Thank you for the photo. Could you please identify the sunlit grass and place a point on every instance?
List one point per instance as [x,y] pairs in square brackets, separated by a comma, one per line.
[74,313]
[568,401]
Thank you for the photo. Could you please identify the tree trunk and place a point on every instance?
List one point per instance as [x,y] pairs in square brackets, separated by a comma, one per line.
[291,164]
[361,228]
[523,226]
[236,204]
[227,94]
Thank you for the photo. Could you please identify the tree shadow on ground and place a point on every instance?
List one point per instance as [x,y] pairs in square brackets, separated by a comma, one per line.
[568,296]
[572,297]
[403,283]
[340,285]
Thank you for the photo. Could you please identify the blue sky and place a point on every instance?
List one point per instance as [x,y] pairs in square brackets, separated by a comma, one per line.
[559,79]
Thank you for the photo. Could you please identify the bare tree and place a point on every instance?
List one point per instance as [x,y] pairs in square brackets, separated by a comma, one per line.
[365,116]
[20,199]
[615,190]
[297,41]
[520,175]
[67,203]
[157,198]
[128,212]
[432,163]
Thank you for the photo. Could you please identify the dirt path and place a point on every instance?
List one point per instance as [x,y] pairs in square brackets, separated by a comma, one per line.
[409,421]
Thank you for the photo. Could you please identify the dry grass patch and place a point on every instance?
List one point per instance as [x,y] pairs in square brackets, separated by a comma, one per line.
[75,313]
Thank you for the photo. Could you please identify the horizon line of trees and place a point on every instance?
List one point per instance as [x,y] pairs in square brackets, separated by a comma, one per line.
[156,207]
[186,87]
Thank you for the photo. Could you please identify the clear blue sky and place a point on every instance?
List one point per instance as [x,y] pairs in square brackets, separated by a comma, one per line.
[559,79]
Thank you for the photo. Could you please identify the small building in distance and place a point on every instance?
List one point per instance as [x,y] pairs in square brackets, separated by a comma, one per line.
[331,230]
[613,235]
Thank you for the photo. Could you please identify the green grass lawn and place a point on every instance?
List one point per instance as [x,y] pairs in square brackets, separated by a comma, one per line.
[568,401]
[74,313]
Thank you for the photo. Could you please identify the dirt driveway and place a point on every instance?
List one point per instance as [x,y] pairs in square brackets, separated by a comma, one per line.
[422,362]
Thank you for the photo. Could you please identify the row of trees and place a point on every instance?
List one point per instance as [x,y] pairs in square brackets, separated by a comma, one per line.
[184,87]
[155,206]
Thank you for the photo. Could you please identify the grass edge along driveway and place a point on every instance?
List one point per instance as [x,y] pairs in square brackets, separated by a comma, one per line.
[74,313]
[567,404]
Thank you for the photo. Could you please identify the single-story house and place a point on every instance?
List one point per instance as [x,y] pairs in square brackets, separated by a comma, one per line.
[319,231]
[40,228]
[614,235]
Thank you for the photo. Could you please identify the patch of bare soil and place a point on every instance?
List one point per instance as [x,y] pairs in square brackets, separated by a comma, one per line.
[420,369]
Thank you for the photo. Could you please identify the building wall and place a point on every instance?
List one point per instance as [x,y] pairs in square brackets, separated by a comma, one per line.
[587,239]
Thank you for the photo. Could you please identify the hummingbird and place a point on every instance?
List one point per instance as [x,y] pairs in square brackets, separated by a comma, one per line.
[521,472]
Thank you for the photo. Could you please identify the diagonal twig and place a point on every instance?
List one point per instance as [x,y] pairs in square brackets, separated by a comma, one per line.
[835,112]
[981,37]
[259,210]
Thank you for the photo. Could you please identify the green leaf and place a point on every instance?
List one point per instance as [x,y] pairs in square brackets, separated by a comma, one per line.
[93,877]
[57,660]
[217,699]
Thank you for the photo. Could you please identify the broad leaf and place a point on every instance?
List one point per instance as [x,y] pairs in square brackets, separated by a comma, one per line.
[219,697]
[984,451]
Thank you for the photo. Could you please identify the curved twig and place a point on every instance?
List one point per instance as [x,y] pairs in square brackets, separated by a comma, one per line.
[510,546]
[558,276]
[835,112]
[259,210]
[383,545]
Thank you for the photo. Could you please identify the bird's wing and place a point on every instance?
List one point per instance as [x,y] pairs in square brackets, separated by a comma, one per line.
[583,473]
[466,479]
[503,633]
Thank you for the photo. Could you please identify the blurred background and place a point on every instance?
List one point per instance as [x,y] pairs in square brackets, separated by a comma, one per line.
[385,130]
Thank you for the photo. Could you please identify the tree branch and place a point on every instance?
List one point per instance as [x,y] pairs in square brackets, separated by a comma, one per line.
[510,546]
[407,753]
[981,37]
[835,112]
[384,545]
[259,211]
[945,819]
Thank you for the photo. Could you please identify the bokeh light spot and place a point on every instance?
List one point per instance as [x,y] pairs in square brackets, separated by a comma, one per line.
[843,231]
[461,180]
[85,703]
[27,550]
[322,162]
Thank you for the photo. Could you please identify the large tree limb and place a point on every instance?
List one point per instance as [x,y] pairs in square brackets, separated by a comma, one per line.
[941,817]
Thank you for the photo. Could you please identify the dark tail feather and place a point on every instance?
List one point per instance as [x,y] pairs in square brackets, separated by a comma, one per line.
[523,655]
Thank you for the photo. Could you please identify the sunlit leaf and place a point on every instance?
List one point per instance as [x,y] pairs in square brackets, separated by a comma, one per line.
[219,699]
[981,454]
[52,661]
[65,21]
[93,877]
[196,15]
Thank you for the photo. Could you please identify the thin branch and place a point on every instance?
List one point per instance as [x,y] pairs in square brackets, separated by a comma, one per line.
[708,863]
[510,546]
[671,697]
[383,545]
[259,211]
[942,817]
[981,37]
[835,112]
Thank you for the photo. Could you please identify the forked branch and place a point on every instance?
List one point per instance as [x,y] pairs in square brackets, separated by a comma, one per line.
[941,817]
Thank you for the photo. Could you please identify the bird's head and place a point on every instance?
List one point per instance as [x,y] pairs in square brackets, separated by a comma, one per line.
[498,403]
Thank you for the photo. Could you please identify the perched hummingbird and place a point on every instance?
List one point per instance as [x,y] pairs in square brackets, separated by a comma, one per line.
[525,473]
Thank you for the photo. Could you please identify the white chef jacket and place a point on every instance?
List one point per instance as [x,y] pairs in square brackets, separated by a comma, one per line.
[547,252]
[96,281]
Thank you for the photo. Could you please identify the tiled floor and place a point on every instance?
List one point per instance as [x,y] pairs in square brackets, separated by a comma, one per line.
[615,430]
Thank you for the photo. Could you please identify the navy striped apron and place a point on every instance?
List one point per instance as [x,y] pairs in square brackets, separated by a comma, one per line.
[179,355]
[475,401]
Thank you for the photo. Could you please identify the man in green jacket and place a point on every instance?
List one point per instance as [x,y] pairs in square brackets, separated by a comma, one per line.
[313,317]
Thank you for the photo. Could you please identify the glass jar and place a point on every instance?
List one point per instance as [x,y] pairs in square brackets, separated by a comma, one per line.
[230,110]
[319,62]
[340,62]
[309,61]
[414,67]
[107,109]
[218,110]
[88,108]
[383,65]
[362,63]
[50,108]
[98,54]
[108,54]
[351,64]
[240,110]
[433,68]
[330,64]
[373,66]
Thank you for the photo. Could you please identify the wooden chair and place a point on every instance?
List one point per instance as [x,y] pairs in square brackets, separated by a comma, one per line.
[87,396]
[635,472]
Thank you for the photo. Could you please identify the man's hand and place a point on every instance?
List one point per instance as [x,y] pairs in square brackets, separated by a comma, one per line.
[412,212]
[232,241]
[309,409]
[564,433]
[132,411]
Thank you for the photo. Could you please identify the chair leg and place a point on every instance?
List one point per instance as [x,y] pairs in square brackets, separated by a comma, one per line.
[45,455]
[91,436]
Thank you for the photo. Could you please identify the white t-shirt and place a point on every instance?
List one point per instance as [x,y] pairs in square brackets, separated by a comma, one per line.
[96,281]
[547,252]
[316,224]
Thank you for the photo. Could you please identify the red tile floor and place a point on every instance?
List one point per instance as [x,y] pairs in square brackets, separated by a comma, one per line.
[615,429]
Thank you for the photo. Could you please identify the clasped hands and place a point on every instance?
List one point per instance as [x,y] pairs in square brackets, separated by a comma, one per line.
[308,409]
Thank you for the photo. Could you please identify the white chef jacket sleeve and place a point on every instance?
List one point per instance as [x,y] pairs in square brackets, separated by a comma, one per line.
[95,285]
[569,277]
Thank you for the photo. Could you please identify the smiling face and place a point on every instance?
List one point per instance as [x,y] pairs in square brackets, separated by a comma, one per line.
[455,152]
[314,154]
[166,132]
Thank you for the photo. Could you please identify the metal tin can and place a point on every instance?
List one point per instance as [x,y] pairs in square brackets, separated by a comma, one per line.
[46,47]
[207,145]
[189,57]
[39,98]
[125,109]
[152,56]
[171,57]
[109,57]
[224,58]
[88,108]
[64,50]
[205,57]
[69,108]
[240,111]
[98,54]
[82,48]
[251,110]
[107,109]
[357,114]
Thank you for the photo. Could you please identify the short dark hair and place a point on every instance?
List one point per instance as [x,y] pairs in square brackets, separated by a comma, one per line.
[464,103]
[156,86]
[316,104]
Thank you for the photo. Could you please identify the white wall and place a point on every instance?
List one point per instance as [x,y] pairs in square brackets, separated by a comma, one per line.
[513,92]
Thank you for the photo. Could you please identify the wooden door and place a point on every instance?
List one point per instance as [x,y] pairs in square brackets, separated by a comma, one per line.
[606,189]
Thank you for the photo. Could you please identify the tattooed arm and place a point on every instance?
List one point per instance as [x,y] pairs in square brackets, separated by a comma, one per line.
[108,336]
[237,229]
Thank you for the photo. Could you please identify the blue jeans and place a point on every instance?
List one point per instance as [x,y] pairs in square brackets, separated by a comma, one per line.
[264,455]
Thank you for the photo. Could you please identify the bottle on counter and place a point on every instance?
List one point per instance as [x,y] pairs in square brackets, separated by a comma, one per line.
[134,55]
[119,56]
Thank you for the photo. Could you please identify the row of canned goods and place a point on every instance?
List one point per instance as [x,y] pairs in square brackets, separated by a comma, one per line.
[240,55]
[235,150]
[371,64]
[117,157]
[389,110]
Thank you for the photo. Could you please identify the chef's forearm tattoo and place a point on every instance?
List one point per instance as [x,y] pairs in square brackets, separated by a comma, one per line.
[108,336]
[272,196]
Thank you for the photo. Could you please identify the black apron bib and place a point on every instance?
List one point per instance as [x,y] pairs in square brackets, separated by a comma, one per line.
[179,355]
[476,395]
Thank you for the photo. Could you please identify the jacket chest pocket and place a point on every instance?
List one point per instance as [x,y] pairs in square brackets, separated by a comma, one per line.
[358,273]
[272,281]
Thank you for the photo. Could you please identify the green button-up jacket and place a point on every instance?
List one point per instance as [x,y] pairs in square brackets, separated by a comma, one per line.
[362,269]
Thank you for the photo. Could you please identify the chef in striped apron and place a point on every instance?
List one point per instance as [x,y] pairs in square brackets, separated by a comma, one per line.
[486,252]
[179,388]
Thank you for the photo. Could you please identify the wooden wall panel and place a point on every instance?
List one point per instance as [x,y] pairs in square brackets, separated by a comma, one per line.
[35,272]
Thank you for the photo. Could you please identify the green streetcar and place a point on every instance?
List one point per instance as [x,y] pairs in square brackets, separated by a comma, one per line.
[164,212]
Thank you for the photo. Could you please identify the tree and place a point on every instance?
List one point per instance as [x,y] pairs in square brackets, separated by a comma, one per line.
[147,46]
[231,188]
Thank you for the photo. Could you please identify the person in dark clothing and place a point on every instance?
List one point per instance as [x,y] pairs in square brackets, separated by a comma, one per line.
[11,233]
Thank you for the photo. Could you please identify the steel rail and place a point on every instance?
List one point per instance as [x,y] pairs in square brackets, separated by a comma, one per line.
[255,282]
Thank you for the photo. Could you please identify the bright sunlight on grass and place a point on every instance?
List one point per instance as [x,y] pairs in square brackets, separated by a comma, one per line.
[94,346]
━━━━━━━━━━━━━━━━━━━━
For this exercise, please retype exactly the lines in the listing from the line with "Thank you for the photo. Could you please identify the steel" through its last line, both ends included.

Thank you for the photo. Could you please identify the steel rail and place a point on every instance?
List one point per instance as [x,y] pairs in square brackets, separated by a comma, one per line.
[255,282]
Thank you for the photo. Could you please identify the bright sunlight on grass and place a point on every instance?
List one point per instance as [x,y] pairs in square brackets, separated by a comma, one per line.
[94,346]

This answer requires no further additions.